[Source records]
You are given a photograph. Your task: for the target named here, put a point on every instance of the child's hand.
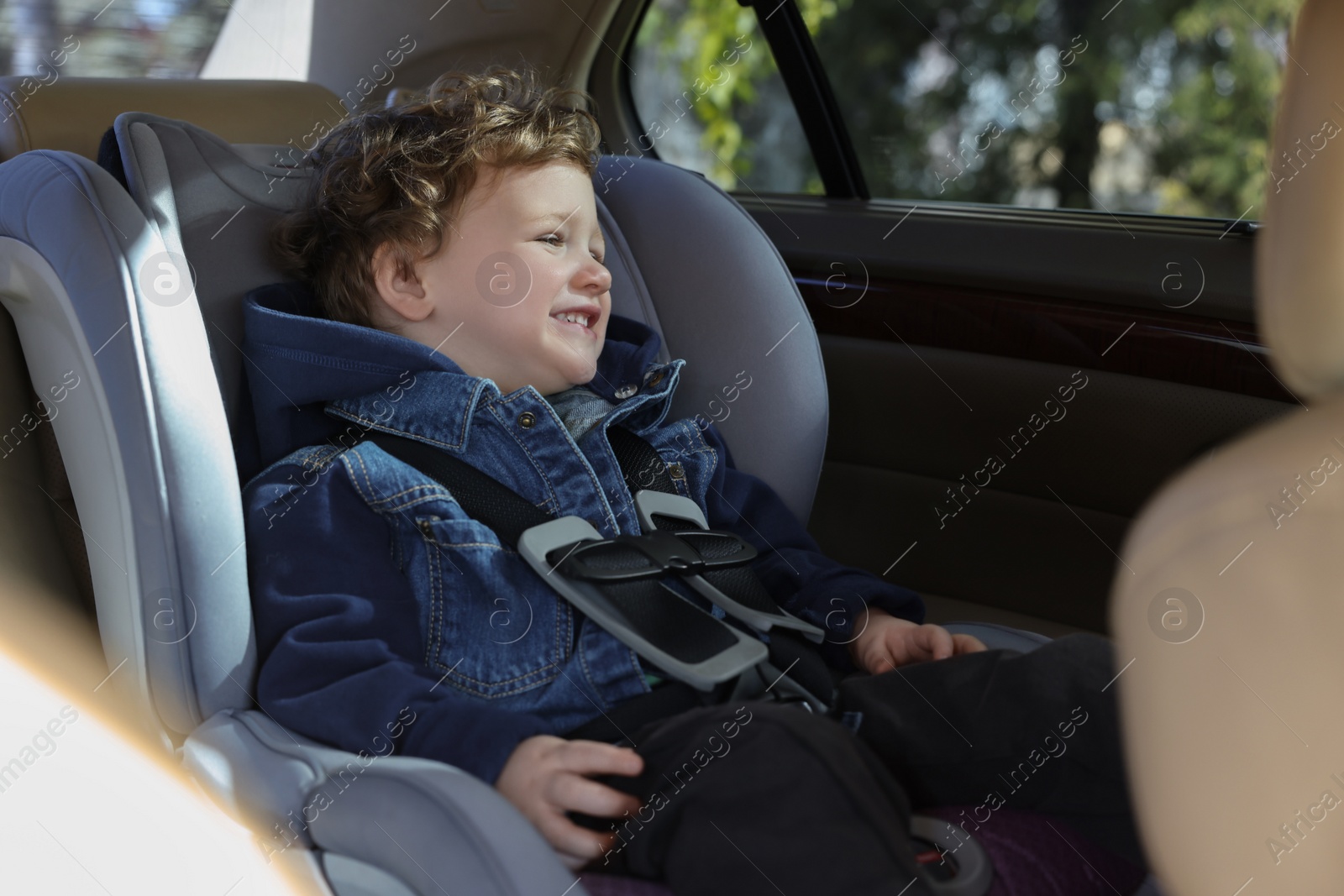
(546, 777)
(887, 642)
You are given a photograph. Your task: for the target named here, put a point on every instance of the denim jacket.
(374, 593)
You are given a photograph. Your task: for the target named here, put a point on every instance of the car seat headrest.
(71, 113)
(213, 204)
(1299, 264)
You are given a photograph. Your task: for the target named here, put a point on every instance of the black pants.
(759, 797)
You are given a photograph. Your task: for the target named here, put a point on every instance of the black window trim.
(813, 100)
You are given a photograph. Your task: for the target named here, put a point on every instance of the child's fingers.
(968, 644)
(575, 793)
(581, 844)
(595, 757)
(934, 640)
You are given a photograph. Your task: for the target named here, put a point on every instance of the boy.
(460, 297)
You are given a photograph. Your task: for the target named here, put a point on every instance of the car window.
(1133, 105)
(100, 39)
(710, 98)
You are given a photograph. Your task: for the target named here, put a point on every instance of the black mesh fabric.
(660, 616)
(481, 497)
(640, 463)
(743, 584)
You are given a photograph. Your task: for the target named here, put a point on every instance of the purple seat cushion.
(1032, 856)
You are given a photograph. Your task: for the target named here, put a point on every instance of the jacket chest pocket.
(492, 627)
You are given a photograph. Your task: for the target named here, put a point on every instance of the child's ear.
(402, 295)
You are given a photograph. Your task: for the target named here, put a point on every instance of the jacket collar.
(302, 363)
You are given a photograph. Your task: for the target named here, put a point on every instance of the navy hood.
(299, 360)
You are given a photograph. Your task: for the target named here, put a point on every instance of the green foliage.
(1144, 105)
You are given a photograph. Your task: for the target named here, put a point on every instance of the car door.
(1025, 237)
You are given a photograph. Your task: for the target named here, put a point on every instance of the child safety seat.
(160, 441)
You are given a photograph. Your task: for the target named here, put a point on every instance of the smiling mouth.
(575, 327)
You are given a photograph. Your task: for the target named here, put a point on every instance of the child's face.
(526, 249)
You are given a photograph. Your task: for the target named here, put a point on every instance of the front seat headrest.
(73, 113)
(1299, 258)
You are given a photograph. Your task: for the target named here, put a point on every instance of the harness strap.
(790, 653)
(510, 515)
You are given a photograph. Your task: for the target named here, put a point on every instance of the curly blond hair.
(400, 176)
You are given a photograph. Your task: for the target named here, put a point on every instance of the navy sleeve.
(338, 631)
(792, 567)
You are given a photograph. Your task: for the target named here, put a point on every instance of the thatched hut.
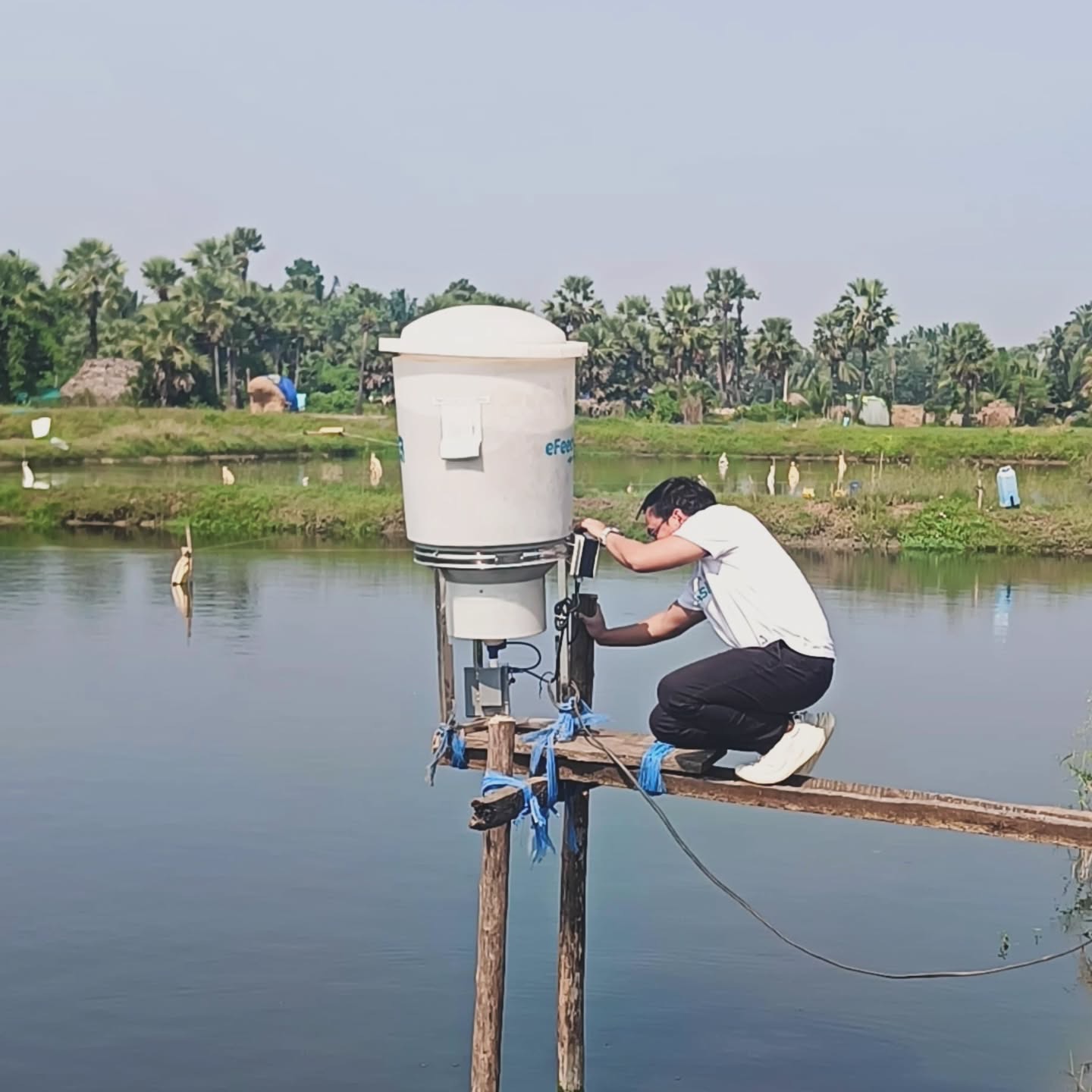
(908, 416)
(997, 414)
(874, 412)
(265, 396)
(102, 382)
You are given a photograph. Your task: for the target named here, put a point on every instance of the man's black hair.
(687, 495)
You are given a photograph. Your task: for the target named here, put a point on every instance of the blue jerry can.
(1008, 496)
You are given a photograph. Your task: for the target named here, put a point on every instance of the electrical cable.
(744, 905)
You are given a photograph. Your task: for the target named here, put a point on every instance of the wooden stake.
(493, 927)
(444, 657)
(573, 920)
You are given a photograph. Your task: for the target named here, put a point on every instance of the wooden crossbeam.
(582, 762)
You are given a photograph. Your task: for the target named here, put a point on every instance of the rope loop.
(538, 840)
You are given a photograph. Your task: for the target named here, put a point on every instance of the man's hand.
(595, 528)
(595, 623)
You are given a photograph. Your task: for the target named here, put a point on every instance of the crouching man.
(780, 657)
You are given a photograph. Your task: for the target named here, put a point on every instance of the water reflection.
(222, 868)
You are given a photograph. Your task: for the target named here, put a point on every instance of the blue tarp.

[Exercise]
All of the lines above should be copied exactly, apart from the pictures.

[Solution to this task]
You are given a photograph. Your task: for the target named here, put a point on every instance of the child's hand.
(546, 777)
(887, 642)
You are given a photograph. Your task: for the target named here, put a point on every instance of the denim jacket.
(374, 593)
You are given a photograph. Your task: for the target named here, put a point on every instance of the car seat headrest.
(71, 113)
(213, 204)
(1299, 264)
You are given a photograph. Your task: for the target named here, put a point on every instance of the black pants.
(759, 797)
You are given a photograph. Your task: for the target named here, put a point on every instance of the black window trim.
(813, 100)
You are given a photograph. Your task: for the target named here, put a point on every instance of the child's fingers.
(968, 644)
(575, 793)
(581, 844)
(595, 757)
(934, 640)
You are given a photograph. Your task: for the target named here, put a point on every instance of the boy.
(460, 297)
You are given a photograph. Your task: for the target named here, put a point on every instance of the car window.
(1133, 105)
(100, 39)
(710, 98)
You are given a photograph. Your task: for the target named here, put a point on every instance of the black mesh fabric.
(660, 616)
(481, 497)
(640, 463)
(743, 584)
You are given a photograph. Your task: for the target named here, put a point on every instance of the purple seat cushion.
(1032, 856)
You are given a photograph. Your task: for the target named here, put a point on every instance of the jacket chest pocket.
(492, 627)
You are given a photograph. Your task: for the target named here, put a point on every instance of the child's ear.
(402, 295)
You are given a photograph. Your task: for the target named here, put a point on every instance of the jacket collar.
(302, 363)
You are given a photograph. Your task: for the target named here, put a point on every instance of the navy hood.
(299, 360)
You are given a photograph. Your task: for the target named here, put a point on every instance of the green foliage.
(1144, 105)
You are given a photograph. Your task: for the target named here, put a point on every instance of the car door.
(1025, 237)
You are given a photograph. Your task: for the target named here, put a point on every instance of the child safety seat.
(160, 441)
You are given a photograph. Your task: for the target named here, put a point on every instance of the smiling mouth.
(575, 327)
You are given a photograph. Your task: for the target named here, put a point on every instance of the child's face.
(526, 249)
You are given a photograph. Your task: for the target named here, put a point on every instance of the front seat headrest.
(73, 113)
(1299, 258)
You are given a photograph. Your task: for the target named here, put a point on every instance of the harness strap.
(790, 653)
(510, 515)
You are given a photograph. Your task: for the target named here, put a point on every instance of the curly blond hair.
(400, 176)
You are given a photograph. Your task: for the target named here, put a point on every instance of the navy sleeve.
(338, 631)
(792, 567)
You are given a photograph. Your task: for the target named here, put a point on every instance of the thatched hut.
(908, 416)
(997, 414)
(874, 412)
(265, 396)
(102, 382)
You are given a photograph. Your task: for the target named here, put a point on every instance of the man's black hair.
(687, 495)
You are given a photograph. Your task: for the target named here, put a point on every instance of the blue jerry can.
(1008, 496)
You are given a photograph. Your task: for the target named here, put a point on every instance of the electrical cable.
(744, 905)
You are given a photograph. Your task: for the target named here, put a point on every instance of the wooden stake.
(493, 927)
(444, 657)
(573, 920)
You are given a photograph. Your task: for the target named here, put a point on every instance of the wooden crossbeam.
(582, 762)
You are given a photograph. Your task: for the target named here, put a point on every instance of the rope loop.
(538, 840)
You are given a photograph. Your task: for the target named here, put a point on every instance of the man's hand.
(595, 528)
(595, 623)
You are given a photograph. Your task: for the target named here, put a point on every instance of the crouching man.
(780, 657)
You are given a photograph. Your task: for the target named here, put a point on every instance of the water reflection.
(222, 868)
You are given a photograph. Your task: for the target named here, put a point on every instance of the blue tarp.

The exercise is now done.